--- Избранный отрывок ---
К ужасу моей матери, отснятый материал появился вскоре в документальном фильме NBC «Хрущёв в ссылке. Его мысли и откровения» (1967). В фильме не было ничего предосудительного, но поскольку запрета на контакты с иностранцами никто не отменял, уже сам заголовок и время выхода фильма стали достаточным основанием для беспокойства властей. Они немедленно сменили одного из охранников хрущёвской дачи на более сурового и бдительного. Мама тоже приняла меры: с тех пор всякий раз, когда дед приезжал навестить нас в Переделкино, она никогда не приглашала Луи, хоть он и жил по соседству.
Как бы то ни было, но в течение многих лет после выхода книги Виктор Луи и дядя Сергей не делали ничего, чтобы пресечь слухи вокруг моего отца. Только в 1990 году, когда публикация мемуаров на Западе уже рассматривалась не как акт предательства, а как некий героический поступок, дядя Сергей наконец признал, что Лев Петров не имел к этому отношения. В своей книге «Хрущёв о Хрущёве», опубликованной в Америке, он написал, что именно он передал мемуары «коллегам» (то есть, Луи).
Когда книга Сергея готовилась к печати, он как-то поздно вечером заехал к нам, забрал маму и отвез к себе домой, где прочел ей отрывки о передаче мемуаров, чтобы проверить её реакцию:
Издатель беспокоился, не подсовываем ли мы ему фальшивку... Мы не могли им написать сами, это было бы слишком опасно. Наши коллеги нашли решение в виде использования фотокамеры. Отец получил из Вены две широкополые шляпы, одну ярко-красную и одну черную. Чтобы убедиться, что они имеют дело с нами, а не с какими-то самозванцами, издатель попросил нас прислать фотографии отца в этих шляпах... [Отец] получил большое удовольствие от этой ситуации... он любил остроумных людей[123]
.Мама была потрясена и подавлена.

--- Работа с текстом ---
**A)** Ответьте по отрывку на вопросы:
(i) Как назывался документальный фильм NBC и в каком году он вышел?
(ii) В каком году дядя Сергей признал, что Лев Петров не имел к этому отношения?
(iii) Что отец получил из Вены?
**B)** Выпишите из отрывка все названия населённых пунктов и стран.

--- Исходные данные ---
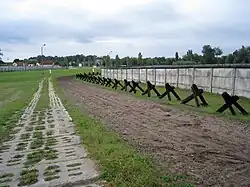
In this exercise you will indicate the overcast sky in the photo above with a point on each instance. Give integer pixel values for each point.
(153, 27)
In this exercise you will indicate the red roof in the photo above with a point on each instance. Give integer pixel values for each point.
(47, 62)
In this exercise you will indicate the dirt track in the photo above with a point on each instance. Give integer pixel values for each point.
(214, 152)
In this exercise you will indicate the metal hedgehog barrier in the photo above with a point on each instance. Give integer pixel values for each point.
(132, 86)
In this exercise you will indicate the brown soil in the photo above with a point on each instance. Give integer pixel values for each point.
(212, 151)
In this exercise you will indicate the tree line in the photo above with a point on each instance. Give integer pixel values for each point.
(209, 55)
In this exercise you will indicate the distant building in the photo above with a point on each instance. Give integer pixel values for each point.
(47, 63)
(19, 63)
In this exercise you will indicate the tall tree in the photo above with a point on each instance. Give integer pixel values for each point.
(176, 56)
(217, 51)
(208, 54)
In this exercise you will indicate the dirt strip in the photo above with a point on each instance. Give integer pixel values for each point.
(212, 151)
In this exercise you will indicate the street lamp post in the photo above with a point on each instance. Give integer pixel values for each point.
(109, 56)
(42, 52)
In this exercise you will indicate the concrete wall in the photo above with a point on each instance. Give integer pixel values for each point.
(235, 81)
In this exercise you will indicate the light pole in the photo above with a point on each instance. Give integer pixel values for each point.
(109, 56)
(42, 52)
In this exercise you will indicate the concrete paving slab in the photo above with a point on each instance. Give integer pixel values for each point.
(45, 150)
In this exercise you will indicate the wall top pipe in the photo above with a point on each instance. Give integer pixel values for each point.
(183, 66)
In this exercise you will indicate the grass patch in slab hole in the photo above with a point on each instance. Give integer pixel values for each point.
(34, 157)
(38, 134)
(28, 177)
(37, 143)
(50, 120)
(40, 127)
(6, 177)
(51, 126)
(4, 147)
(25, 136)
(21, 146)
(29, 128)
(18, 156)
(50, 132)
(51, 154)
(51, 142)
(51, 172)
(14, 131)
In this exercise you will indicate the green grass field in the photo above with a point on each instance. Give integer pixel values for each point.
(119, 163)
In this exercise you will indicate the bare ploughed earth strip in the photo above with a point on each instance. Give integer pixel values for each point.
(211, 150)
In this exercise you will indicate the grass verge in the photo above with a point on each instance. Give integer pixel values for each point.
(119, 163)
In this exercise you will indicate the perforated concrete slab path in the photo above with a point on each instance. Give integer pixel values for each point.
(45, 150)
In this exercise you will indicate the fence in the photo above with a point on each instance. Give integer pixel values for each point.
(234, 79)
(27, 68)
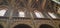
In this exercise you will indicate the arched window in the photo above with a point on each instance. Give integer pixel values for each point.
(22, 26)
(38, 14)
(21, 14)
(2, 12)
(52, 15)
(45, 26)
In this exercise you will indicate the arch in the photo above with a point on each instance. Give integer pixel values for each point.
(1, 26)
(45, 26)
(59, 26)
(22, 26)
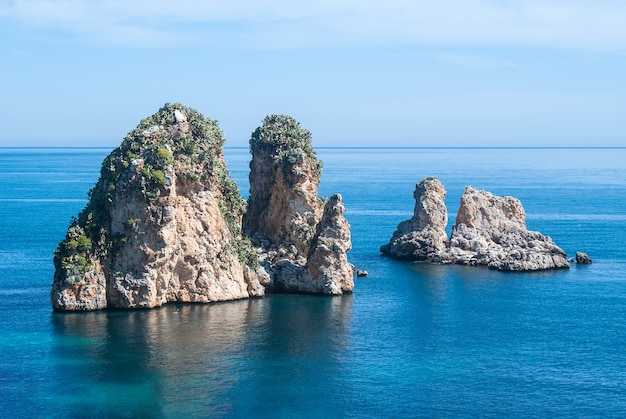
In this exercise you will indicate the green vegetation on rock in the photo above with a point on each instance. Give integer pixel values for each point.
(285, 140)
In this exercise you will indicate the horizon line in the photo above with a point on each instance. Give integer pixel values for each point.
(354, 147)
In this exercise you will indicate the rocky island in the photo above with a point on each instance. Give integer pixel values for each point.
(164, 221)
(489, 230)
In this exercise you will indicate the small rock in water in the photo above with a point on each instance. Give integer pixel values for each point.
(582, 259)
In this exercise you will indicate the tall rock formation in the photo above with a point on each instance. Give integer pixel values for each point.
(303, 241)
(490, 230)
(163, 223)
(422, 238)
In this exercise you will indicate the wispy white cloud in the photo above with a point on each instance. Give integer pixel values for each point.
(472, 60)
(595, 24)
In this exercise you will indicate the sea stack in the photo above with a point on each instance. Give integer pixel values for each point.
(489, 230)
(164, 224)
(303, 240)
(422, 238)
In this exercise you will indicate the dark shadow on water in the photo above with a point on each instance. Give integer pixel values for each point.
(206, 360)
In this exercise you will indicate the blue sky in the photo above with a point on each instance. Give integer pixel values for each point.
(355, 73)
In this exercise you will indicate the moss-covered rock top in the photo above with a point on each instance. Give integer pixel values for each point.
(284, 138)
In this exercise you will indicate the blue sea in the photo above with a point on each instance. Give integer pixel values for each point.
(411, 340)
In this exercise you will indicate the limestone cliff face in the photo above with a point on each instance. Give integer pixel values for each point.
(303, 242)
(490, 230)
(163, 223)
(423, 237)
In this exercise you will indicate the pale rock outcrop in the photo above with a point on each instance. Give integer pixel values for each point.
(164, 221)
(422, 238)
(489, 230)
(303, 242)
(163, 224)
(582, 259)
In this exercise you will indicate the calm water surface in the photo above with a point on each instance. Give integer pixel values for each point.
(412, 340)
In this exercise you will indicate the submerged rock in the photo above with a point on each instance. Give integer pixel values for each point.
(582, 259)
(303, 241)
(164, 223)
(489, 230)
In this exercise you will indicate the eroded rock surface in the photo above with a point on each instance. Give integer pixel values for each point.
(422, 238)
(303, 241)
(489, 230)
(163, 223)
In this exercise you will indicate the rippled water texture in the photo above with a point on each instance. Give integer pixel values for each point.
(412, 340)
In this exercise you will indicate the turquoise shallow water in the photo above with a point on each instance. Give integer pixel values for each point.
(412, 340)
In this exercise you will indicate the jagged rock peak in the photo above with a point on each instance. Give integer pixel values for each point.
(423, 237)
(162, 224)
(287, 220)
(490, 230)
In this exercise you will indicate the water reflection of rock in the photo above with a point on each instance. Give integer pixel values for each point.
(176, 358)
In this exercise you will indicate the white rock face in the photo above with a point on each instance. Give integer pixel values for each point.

--- Ответы к заданиям ---
**A)**
(i) «Хрущёв в ссылке. Его мысли и откровения», 1967 год.
(ii) В 1990 году.
(iii) Две широкополые шляпы: одну ярко-красную и одну черную.

**B)** Переделкино, Америка, Вена.